Document extract:

/---

Lessons in American history, delivered by Hollywood

There is a powerful lesson to be learned from the movie "Selma", writes Deborah Williams, even for those too young to watch it

David Oyelowo, center, as Martin Luther King, Jr. and Carmen Ejogo, right, as Coretta Scott King in the film, "Selma" (AP Photo/Paramount Pictures, Atsushi Nishijima)
Powered by automated translation

My children have gone to British-curriculum schools for the past three years and for the most part their experiences have been quite positive, although Britishisms have started creeping in: now they need “boots for football” instead of “cleats for soccer”, and they look for “the bin” instead of the garbage can.

What hasn’t been happening, however, is any instruction in US history, or at least not much. I suspect curriculum designers are still bitter about that whole American Revolution thing.

\---

Stored rows:
/---

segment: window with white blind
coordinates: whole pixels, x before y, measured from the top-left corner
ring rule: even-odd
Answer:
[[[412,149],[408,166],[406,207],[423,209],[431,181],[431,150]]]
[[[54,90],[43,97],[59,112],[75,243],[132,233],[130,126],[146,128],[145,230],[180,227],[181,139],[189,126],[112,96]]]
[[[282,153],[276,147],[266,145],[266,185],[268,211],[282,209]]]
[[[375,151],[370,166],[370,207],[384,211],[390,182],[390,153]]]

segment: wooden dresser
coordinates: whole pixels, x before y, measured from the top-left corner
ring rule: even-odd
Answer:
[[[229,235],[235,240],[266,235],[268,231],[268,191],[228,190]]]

\---

What you need to do:
**A.** In the article, what kind of schools have the writer's children attended for the past three years?
**B.** Rewrite the article from "Lessons in American" to "Pictures, Atsushi Nishijima)", putting "the movies" in place of "Hollywood".
The material is not needed here.

Task results:
**A.** British-curriculum schools.

**B.**
Lessons in American history, delivered by the movies

There is a powerful lesson to be learned from the movie "Selma", writes Deborah Williams, even for those too young to watch it

David Oyelowo, center, as Martin Luther King, Jr. and Carmen Ejogo, right, as Coretta Scott King in the film, "Selma" (AP Photo/Paramount Pictures, Atsushi Nishijima)